# GIVEN TASK
Filter the listing below down to the lines that contain the word "wrist", copying each matching line in full. Case counts.

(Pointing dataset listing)
━━━━━━━━
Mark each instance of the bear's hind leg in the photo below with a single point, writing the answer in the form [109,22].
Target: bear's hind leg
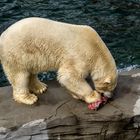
[20,83]
[36,86]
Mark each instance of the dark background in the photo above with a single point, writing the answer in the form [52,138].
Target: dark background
[117,21]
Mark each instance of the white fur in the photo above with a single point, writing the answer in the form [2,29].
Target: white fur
[35,45]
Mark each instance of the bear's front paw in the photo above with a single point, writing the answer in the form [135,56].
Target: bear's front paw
[25,98]
[38,88]
[93,97]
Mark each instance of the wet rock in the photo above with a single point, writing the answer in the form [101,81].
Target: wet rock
[59,116]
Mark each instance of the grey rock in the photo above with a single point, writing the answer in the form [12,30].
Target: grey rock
[21,138]
[40,137]
[67,118]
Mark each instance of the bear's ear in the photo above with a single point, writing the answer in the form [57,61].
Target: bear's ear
[107,80]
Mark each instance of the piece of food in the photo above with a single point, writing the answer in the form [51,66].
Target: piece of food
[98,103]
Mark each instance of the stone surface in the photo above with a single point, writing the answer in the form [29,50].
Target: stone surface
[58,116]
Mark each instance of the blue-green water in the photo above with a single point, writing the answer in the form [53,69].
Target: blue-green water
[117,21]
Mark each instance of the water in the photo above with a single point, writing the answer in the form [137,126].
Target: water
[117,21]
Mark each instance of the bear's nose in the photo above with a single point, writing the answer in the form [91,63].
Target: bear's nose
[108,94]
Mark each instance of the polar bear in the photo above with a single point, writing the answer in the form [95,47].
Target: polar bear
[34,45]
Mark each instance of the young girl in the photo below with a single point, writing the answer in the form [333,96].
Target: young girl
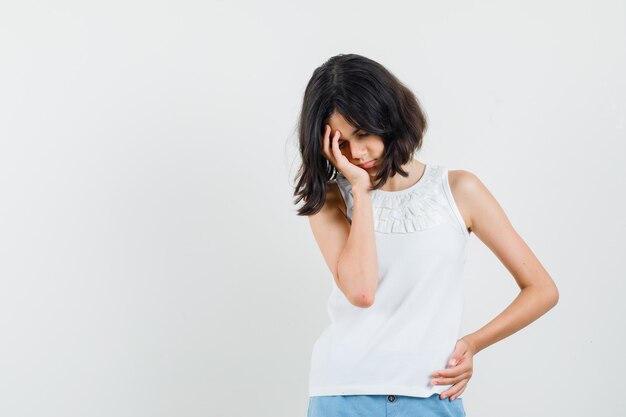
[394,232]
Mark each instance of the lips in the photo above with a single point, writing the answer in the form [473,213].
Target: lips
[368,164]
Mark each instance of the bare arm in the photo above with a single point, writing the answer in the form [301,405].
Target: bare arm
[349,250]
[358,263]
[490,224]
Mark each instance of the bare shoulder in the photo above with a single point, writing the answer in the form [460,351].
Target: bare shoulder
[463,185]
[487,219]
[334,198]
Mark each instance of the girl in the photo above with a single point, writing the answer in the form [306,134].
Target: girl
[393,231]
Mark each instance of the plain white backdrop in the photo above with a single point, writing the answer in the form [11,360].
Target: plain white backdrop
[151,261]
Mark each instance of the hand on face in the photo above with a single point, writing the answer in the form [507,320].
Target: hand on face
[357,176]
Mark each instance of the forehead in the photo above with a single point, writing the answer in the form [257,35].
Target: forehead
[338,122]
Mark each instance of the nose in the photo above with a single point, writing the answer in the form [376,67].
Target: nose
[358,151]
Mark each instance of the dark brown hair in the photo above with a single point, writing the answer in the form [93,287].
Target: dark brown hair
[370,98]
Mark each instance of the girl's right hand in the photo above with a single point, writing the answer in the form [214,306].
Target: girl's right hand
[357,176]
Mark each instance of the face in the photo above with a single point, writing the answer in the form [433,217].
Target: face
[357,145]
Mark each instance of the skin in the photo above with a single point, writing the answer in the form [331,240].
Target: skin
[483,216]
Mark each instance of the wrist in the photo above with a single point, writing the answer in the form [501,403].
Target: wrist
[471,341]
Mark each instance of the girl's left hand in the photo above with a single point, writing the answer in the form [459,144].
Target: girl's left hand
[460,372]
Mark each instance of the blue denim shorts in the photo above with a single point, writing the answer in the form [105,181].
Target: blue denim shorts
[384,406]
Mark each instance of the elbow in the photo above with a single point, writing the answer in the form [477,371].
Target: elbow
[555,297]
[363,299]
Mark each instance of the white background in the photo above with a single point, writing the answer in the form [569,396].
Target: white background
[151,261]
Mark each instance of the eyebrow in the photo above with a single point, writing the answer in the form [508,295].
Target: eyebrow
[355,131]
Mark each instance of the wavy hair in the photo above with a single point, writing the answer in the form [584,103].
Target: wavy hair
[370,98]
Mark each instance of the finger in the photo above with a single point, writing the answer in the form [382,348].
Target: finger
[336,153]
[325,148]
[455,390]
[453,371]
[450,380]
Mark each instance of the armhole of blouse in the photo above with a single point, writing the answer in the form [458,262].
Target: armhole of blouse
[343,206]
[452,203]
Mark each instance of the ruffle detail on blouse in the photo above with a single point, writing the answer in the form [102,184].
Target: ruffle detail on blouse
[417,208]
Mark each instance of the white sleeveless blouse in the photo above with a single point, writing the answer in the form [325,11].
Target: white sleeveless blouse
[410,331]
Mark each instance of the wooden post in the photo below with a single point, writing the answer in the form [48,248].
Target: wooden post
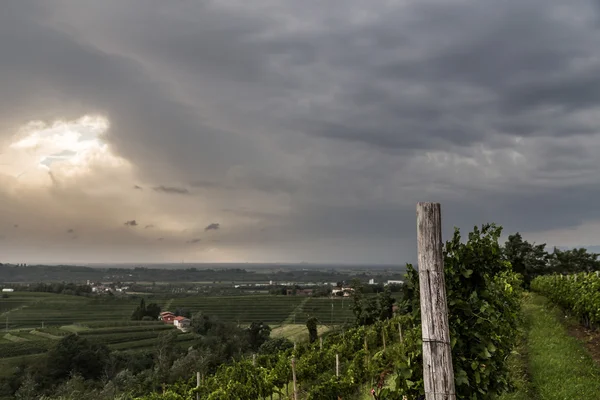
[438,373]
[294,378]
[400,332]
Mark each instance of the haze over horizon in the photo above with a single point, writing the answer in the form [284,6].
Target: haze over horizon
[266,131]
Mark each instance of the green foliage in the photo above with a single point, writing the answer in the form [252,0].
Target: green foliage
[573,261]
[275,345]
[75,354]
[484,313]
[529,260]
[258,333]
[311,325]
[578,293]
[152,311]
[368,310]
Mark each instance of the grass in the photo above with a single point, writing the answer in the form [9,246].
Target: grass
[552,365]
[297,332]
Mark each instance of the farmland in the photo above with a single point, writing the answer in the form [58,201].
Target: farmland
[32,322]
[268,309]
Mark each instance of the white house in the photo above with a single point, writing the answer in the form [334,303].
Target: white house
[182,323]
[394,283]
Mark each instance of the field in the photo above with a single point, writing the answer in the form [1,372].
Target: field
[268,309]
[33,322]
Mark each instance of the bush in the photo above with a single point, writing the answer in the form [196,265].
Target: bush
[578,293]
[484,313]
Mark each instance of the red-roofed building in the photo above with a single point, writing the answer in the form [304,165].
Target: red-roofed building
[167,317]
[182,323]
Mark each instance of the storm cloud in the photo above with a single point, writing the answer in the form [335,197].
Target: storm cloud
[308,130]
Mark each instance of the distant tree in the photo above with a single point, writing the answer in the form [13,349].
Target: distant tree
[164,354]
[152,311]
[258,333]
[75,354]
[573,261]
[311,325]
[139,312]
[201,324]
[385,301]
[275,345]
[529,260]
[182,312]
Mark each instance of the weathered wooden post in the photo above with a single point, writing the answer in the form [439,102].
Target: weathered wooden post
[197,385]
[294,378]
[438,373]
[400,332]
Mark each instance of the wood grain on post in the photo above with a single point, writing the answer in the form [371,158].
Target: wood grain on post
[294,378]
[197,385]
[438,373]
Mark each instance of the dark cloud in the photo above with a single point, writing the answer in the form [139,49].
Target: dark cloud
[171,189]
[312,130]
[213,227]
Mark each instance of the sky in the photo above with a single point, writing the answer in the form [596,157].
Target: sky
[290,131]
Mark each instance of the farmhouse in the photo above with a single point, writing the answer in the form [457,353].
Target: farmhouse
[346,292]
[166,317]
[394,283]
[182,323]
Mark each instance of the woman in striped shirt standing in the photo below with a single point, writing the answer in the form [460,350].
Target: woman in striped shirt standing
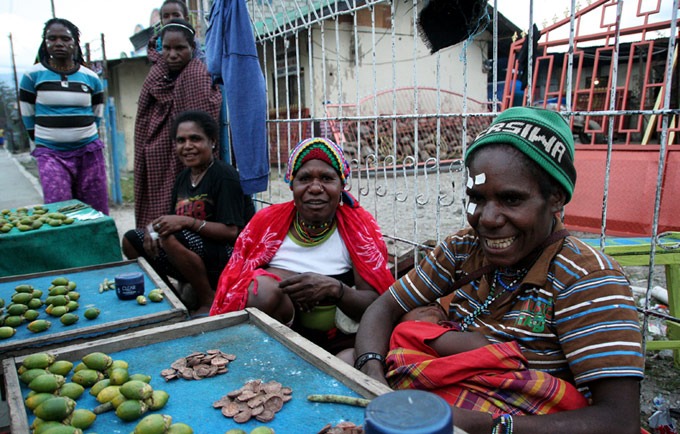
[62,103]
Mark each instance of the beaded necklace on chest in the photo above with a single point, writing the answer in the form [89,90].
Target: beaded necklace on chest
[304,231]
[493,296]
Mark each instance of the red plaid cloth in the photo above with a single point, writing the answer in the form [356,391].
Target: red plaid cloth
[263,236]
[492,379]
[161,99]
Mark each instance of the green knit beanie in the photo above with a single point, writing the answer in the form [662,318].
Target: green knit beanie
[542,135]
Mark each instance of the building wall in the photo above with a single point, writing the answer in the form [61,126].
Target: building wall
[125,84]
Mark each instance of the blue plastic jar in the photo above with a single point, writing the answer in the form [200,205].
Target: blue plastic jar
[408,412]
[129,285]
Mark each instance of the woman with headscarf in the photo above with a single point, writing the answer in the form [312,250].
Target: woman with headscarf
[540,296]
[176,82]
[301,260]
[62,104]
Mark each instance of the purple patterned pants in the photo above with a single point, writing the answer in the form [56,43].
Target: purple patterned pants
[79,174]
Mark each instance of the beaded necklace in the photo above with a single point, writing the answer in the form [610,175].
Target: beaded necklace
[470,319]
[302,230]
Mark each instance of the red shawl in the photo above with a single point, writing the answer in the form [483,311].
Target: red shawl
[492,379]
[263,236]
[160,100]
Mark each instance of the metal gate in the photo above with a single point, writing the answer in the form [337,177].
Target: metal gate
[358,72]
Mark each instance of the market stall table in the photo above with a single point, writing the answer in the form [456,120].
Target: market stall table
[264,349]
[91,239]
[116,317]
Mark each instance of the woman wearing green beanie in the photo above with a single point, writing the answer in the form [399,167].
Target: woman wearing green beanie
[545,300]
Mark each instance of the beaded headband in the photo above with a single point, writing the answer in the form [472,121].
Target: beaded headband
[317,148]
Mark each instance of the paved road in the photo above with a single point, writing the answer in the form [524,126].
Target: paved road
[17,186]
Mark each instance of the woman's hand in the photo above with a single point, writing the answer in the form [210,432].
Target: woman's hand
[307,290]
[169,224]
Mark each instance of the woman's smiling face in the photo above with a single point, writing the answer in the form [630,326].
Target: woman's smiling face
[507,209]
[177,51]
[316,191]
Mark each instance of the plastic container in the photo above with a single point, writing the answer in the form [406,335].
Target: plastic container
[408,412]
[320,318]
[129,285]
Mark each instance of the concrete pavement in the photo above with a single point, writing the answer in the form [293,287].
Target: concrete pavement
[17,186]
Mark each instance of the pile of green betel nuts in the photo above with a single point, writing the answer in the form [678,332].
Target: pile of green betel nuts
[53,395]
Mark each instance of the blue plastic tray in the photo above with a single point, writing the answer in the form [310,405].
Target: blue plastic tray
[117,316]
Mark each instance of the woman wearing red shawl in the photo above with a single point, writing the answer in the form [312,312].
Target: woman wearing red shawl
[301,260]
[176,82]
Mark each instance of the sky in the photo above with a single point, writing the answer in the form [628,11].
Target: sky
[117,19]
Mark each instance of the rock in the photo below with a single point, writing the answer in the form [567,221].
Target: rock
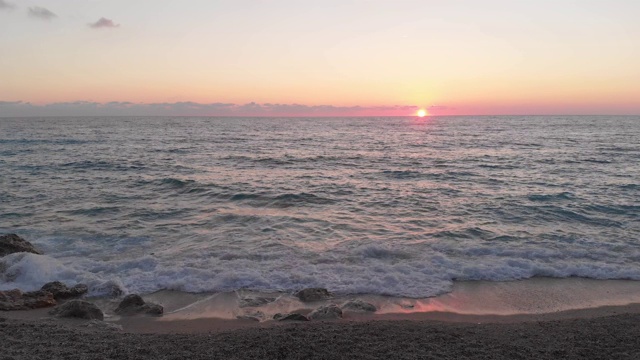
━━━━━━━━
# THE OUTPUT
Mark each instance of the wrist in the photo above with a single point, writing the answer in the form [501,403].
Target: wrist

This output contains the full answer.